Coordinate annotation records:
▼
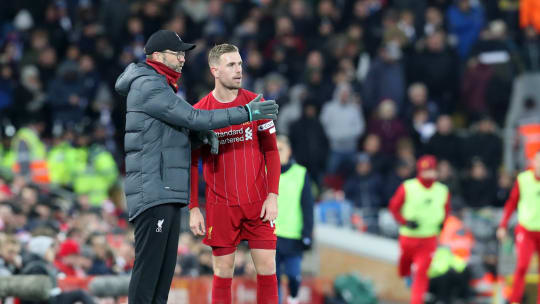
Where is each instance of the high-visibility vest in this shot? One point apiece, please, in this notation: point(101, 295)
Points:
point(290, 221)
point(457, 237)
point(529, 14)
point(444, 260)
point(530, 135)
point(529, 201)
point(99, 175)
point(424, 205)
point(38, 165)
▲
Format the items above as a two-column CSV with the headers "prompt" and "response" and one row per item. Put each item's text and its answer in a single quoted field with line breaks turned into spaces, and leave the pictures out.

prompt,response
"Where is each instance of the high-visibility vest in this shot? One point apiece, please, in this notation: point(101, 295) Points:","point(290, 221) point(457, 237) point(529, 14) point(444, 260) point(530, 135) point(529, 201) point(99, 175) point(424, 205) point(38, 165)"